### Document passage
• • • •

Joe Barry Carroll

Personal information
- Born: July 24, 1958 (age 68) Pine Bluff, Arkansas, U.S.
- Listed height: 7 ft 0 in (2.13 m)
- Listed weight: 225 lb (102 kg)

Career information
- High school: East (Denver, Colorado)
- College: Purdue (1976–1980)
- NBA draft: 1980: 1st round, 1st overall pick
- Drafted by: Golden State Warriors
- Playing career: 1980–1991
- Position: Center
- Number: 2, 11

Career history
- 1980–1984: Golden State Warriors
- 1984–1985: Simac Milano
- 1985–1987: Golden State Warriors
- 1987–1988: Houston Rockets
- 1988–1990: New Jersey Nets
- 1990: Denver Nuggets
- 1991: Phoenix Suns

Career highlights
- NBA All-Star (1987); NBA All-Rookie First Team (1981); Italian Serie A champion (1985); FIBA Korać Cup (1985); Consensus first-team All-American (1980); Third-team All-American – AP, NABC (1979); 2× First-team All-Big Ten (1979, 1980);

Career NBA statistics
- Points: 12,455 (17.7 ppg)
- Rebounds: 5,404 (7.7 rpg)
- Blocks: 1,121 (1.6 bpg)
- Stats at NBA.com
- Stats at Basketball Reference

= Joe Barry Carroll =

American basketball player (born 1958)

Joe Barry Carroll (born July 24, 1958) is an American former professional basketball player and author who spent ten seasons in the National Basketball Association (NBA). After retiring from basketball, he became a wealth advisor, philanthropist, artist, author of the memoir Growing Up... In Words and Images, and recipient of the Hank Aaron Champion for Justice award.

==High school career==

Carroll, a 7'0" center, attended Denver East High School, located in Denver, Colorado, where he was selected as an All-American by Midwest Coach and Athlete Magazine. In his senior year, he averaged 20.3 points and 12.2 rebounds a game, while scoring 41 points in one contest.

==College career==

===1976–77===
After high school, Carroll moved on to play college basketball at Purdue University. Under head coach Fred Schaus, he helped lead the Boilermakers to a 20–8 record. In Carroll's first national televised appearance, against Indiana, he scored 12 points, had 6 rebounds and 3 blocks in 20 minutes coming off the bench in an 86–76 win. On December 10, 1977, vs. Arizona he recorded the school's only triple-double with 16 points, 16 rebounds and a single-game school record 11 blocks. He also set a McKale Center single-game arena record that stood until February 2000. He recorded 206 rebounds and averaged 7.4 a game in his first season, the most for a Purdue freshman. Carroll also holds the freshman record for most blocks in a season with 82.

• • • •

Location identification entries:
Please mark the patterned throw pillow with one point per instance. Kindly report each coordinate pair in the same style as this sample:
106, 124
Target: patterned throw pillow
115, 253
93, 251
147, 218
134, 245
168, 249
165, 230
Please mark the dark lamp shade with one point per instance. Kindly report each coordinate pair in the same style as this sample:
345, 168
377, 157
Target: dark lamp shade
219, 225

• • • •

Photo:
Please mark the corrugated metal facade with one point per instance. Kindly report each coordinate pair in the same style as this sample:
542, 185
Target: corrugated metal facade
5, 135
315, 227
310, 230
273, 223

• • • •

### Given request
Summarize the article on Joe Barry Carroll in two sentences.

### Output of the task
Joe Barry Carroll, born July 24, 1958, is an American former professional basketball player who spent ten seasons in the NBA and later became a wealth advisor, philanthropist, artist, and author. A 7'0" center, he played at Denver East High School and then at Purdue University, where his 206 rebounds in his first season were the most for a Purdue freshman.